→ Request:
Each record below should be output verbatim, without pictures.

##### Source material

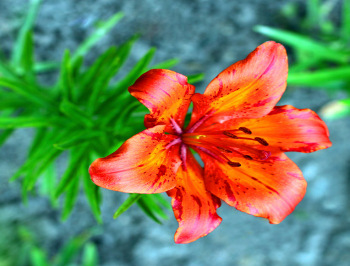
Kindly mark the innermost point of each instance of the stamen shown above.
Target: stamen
(176, 126)
(245, 130)
(261, 141)
(224, 150)
(229, 134)
(174, 142)
(234, 164)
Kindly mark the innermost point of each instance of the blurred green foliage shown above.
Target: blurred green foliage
(21, 248)
(84, 115)
(321, 50)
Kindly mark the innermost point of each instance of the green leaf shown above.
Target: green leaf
(27, 58)
(75, 113)
(71, 197)
(304, 43)
(28, 121)
(38, 257)
(19, 48)
(135, 72)
(345, 26)
(127, 204)
(118, 92)
(102, 30)
(29, 93)
(78, 138)
(320, 77)
(32, 176)
(4, 135)
(66, 79)
(41, 67)
(90, 255)
(72, 171)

##########

→ Task result:
Kindly mark the innermost point of each instance of the stamen shown above.
Target: stamen
(176, 126)
(245, 130)
(261, 141)
(224, 150)
(229, 134)
(174, 142)
(234, 164)
Kindly mark the innermost point of each instance of the blurred green foliage shown above.
Target: blurred green foliage
(21, 248)
(84, 115)
(321, 50)
Kindly mark the innermost point of each instance of the green leaf shown above.
Target: green leaf
(27, 58)
(75, 113)
(71, 197)
(304, 43)
(28, 121)
(38, 257)
(19, 48)
(135, 72)
(345, 26)
(127, 204)
(118, 92)
(102, 30)
(29, 93)
(78, 138)
(320, 77)
(32, 176)
(4, 135)
(66, 79)
(41, 67)
(90, 255)
(72, 171)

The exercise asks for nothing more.